- Work instructions -
Please quote every item below verbatim, line for line.

=== Source records ===

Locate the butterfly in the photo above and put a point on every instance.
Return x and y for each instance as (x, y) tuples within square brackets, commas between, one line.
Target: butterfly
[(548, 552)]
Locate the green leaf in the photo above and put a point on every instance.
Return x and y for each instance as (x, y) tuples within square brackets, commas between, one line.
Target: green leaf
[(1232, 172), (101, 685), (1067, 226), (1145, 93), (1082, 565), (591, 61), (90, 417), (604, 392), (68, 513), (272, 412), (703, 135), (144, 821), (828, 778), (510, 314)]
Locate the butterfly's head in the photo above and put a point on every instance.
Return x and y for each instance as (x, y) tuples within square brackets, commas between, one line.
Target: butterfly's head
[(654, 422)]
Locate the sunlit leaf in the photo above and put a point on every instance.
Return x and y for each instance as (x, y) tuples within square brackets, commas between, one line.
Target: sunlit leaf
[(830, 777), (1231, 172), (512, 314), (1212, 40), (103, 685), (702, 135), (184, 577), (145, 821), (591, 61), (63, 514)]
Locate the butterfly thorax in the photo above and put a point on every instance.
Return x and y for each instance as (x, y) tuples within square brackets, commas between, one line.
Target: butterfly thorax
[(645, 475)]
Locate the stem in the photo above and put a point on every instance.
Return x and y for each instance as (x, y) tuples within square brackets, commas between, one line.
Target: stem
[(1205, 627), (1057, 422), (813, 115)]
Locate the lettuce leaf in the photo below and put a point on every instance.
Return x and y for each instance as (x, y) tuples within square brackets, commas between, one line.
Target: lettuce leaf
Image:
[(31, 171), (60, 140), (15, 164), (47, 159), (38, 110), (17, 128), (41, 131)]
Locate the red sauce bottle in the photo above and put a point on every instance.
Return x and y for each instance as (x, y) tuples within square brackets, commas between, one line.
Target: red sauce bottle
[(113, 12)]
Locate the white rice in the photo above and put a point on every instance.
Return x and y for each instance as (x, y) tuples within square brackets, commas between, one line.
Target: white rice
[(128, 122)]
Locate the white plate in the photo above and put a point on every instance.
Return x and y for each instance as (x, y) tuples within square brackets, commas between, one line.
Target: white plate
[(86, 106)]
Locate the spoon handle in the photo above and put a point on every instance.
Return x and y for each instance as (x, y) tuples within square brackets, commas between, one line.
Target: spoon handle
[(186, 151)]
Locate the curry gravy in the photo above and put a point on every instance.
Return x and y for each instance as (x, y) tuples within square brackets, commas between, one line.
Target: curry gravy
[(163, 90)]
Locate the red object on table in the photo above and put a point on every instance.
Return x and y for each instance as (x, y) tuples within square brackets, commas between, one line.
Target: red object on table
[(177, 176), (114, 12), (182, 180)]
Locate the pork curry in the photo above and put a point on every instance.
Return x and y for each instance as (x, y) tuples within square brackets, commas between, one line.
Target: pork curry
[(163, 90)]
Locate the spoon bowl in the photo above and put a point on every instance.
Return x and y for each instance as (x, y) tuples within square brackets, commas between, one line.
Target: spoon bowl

===

- Exercise output -
Locate the butterfly in the photo above and put a point on every instance.
Return x and y for each instance as (x, y) tuples within square brackets, commas between, one line.
Target: butterfly
[(548, 552)]
Locate the green leaf in the photo above and put a point on every instance.
Return x and y for each instance as (x, y) tuples within square brackets, commas between, one line.
Target: green leaf
[(1232, 172), (101, 685), (1067, 226), (1145, 93), (1082, 565), (591, 61), (90, 417), (604, 392), (68, 513), (272, 412), (703, 135), (144, 821), (828, 778), (510, 314)]
Locate the butterfly's head in the photo above and put a point on every instance.
Return x and y for each instance as (x, y) tuples within square brackets, commas between, one line.
Target: butterfly's head
[(654, 422)]
Locate the sunlit leaf in the photo above and put a point on every instance.
Return x and y for each instance as (x, y) tuples within square brackets, commas between, one line.
Target: sunlit leaf
[(830, 777), (1231, 172), (512, 314), (1212, 40), (103, 685), (702, 135), (184, 577), (145, 821), (591, 61), (63, 514)]
Locate the butterfly thorax in the photo above and put a point on every instance.
Return x and y for each instance as (x, y) tuples within square brackets, commas between, one line.
Target: butterfly thorax
[(645, 475)]
Locate the stem in the photo above and put a point on every instance.
Return x and y for each instance as (x, y) tuples within square brackets, commas between, one line.
Target: stem
[(1205, 627), (1057, 422), (813, 115)]
Locate the lettuce leaf in the photo below and put a point on every instance.
Return x and y for each instance as (x, y) tuples within square brackets, commas between, one line.
Target: lettuce leaf
Image:
[(31, 171), (60, 140), (15, 164), (47, 159), (38, 110), (17, 128), (41, 131)]
Locate the red sauce bottle in the photo above and put a point on every instance.
Return x and y for each instance as (x, y) tuples within square brackets, commas between, one line.
Target: red sauce bottle
[(113, 12)]
Locate the white rice in the photo above and put a point on every instance.
Return x and y for each instance as (x, y) tuples within square brackets, commas between, one line.
Target: white rice
[(128, 122)]
Locate the white plate in the photo above and put a point on every instance.
Return x and y for each instance as (x, y) tuples within square brackets, commas between, one line.
Target: white plate
[(86, 106)]
Locate the spoon handle in the photo above and put a point on every instance.
Return x and y for each instance as (x, y) tuples within square brackets, commas between, one line.
Target: spoon handle
[(186, 151)]
Locate the curry gravy in the photo above and put a point on every instance.
Return x and y for each instance as (x, y) tuples within square brackets, commas between, one line.
Target: curry gravy
[(163, 90)]
Locate the red object on table in the photo above and put a point on every instance.
Return x and y for each instance as (x, y) tuples within square brackets, commas between, one line.
Target: red object on table
[(177, 176), (114, 12), (182, 180)]
Locate the pork curry in the photo above and put a point on every instance.
Return x and y for each instance as (x, y) tuples within square brackets, commas between, one line.
Target: pork curry
[(163, 90)]
Locate the spoon bowl in the photo above and put a point on every instance.
Return x and y for each instance as (x, y) tuples within square brackets, commas between, one line.
Target: spoon bowl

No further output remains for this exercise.